▶ [Fragmento de lectura]
%%

B. SUS RASGOS MÁS PECULIARES

Supresión absoluta de los valores. Repudio de toda la tradición… Sin embargo, hay algo que no se pierde a lo largo del entero despliegue, y que acabará por caracterizar el pensamiento- sentimiento nihilista de nuestros días. Un nihilismo no ciertamente de epopeya, como a su modo el de Nietzsche, que rechaza con vigor todos los valores; sino una suerte de nihilismo burgués, «débil», que, lejos de todo extremismo, sostiene como en sordina, sin estruendos, esa recusación en otro tiempo fuerte y hoy tampoco merecedora de un excesivo encomio: se duda incluso de la necesidad ¡y la conveniencia! de «esforzarse» por negar los valores.

Decía que esto es así porque hay algo del designio inicial que no se pierde. ¿Qué es, en concreto, ese algo? Lo que se puso al comienzo de todo el ambicioso proyecto: la disponibilidad del mundo ante el sujeto, que irá tornándose paulatinamente disponibilidad de unos sujetos ante otros y de todos ante sí mismos. "Lo que no se abandona —comenta Botturi— es la actitud de disponibilidad hacia la realidad privada de sentido y de valor. Y entonces es cuando se configura el nihilismo en estado puro, como «voluntad de potencia» [o de «posibilidades»]: no como búsqueda del poder, sino como ejercicio sin regla de la potencia disponible, como ideal de la perfecta anomia"[69].

%%

▶ [Información presentada]
%%

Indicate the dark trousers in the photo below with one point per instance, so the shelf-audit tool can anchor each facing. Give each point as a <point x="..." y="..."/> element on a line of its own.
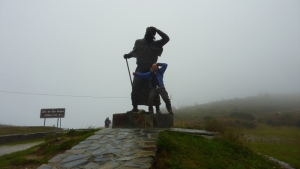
<point x="154" y="93"/>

%%

▶ [Consigna escrita]
Reproduce palabra por palabra todo lo que va desde «B. SUS RASGOS» hasta «negar los valores.» en el fragmento sobre el nihilismo.

▶ [Respuesta del ejercicio]
B. SUS RASGOS MÁS PECULIARES

Supresión absoluta de los valores. Repudio de toda la tradición… Sin embargo, hay algo que no se pierde a lo largo del entero despliegue, y que acabará por caracterizar el pensamiento- sentimiento nihilista de nuestros días. Un nihilismo no ciertamente de epopeya, como a su modo el de Nietzsche, que rechaza con vigor todos los valores; sino una suerte de nihilismo burgués, «débil», que, lejos de todo extremismo, sostiene como en sordina, sin estruendos, esa recusación en otro tiempo fuerte y hoy tampoco merecedora de un excesivo encomio: se duda incluso de la necesidad ¡y la conveniencia! de «esforzarse» por negar los valores.